─── Input ───

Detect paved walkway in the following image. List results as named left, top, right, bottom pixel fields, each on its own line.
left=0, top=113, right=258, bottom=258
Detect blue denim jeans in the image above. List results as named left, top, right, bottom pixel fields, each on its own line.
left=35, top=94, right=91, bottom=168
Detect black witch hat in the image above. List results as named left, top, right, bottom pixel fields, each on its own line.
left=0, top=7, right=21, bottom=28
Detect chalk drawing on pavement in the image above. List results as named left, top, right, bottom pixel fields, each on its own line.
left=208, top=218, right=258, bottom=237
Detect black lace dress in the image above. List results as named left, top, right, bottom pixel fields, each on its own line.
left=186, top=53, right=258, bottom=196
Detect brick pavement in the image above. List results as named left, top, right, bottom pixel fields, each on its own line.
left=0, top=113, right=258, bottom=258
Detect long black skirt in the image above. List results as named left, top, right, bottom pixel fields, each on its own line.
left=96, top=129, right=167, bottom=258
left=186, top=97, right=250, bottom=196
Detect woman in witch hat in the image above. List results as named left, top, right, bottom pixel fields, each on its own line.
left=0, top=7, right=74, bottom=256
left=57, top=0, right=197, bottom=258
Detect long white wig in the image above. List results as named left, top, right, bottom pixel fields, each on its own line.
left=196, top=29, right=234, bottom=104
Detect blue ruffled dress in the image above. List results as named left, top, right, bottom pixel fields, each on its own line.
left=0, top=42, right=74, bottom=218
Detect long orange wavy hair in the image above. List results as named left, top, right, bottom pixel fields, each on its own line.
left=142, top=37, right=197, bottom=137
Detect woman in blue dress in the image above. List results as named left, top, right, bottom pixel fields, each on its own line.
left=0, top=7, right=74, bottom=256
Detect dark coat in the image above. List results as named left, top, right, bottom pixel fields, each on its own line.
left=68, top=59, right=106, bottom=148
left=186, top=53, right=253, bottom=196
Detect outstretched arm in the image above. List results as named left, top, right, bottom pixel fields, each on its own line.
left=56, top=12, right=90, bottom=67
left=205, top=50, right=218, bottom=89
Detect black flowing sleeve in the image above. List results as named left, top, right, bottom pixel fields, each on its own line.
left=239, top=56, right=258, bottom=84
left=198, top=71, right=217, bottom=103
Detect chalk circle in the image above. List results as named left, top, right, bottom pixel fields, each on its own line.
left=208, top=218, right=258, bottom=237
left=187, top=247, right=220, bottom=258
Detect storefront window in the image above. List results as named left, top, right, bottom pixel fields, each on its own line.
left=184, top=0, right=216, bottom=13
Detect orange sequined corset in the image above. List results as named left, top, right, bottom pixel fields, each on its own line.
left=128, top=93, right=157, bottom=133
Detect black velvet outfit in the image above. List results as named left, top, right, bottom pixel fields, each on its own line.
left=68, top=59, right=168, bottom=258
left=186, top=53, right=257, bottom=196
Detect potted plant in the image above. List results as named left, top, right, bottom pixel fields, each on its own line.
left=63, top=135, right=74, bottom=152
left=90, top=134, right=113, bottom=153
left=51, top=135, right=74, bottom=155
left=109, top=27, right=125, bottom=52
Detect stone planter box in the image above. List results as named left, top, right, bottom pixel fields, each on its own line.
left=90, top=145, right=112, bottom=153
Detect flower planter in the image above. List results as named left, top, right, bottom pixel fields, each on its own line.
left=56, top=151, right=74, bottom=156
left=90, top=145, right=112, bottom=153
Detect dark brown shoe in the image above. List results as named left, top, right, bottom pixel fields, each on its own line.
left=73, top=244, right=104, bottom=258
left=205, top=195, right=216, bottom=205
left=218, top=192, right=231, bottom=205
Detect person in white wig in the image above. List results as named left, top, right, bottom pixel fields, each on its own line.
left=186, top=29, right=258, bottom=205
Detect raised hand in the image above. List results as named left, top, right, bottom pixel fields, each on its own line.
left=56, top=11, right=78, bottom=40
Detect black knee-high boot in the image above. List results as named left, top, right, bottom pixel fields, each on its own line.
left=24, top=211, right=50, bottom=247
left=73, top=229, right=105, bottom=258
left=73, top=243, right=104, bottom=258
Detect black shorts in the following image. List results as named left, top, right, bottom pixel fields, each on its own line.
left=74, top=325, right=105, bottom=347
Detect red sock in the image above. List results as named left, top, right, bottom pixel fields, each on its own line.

───

Rewrite the rows from the line containing "Detect brick pavement" to the line containing "left=186, top=97, right=250, bottom=196", both included, and keep the requests. Multiply every box coordinate in the answers by 1.3 and round each result to a whole number, with halves rounded up.

Detect brick pavement in the image above. List results as named left, top, right, bottom pixel fields, each on its own line.
left=0, top=147, right=335, bottom=335
Detect long black skirt in the image above. List results as named left, top, right, bottom pixel fields, each on its own line.
left=125, top=168, right=217, bottom=335
left=242, top=126, right=325, bottom=255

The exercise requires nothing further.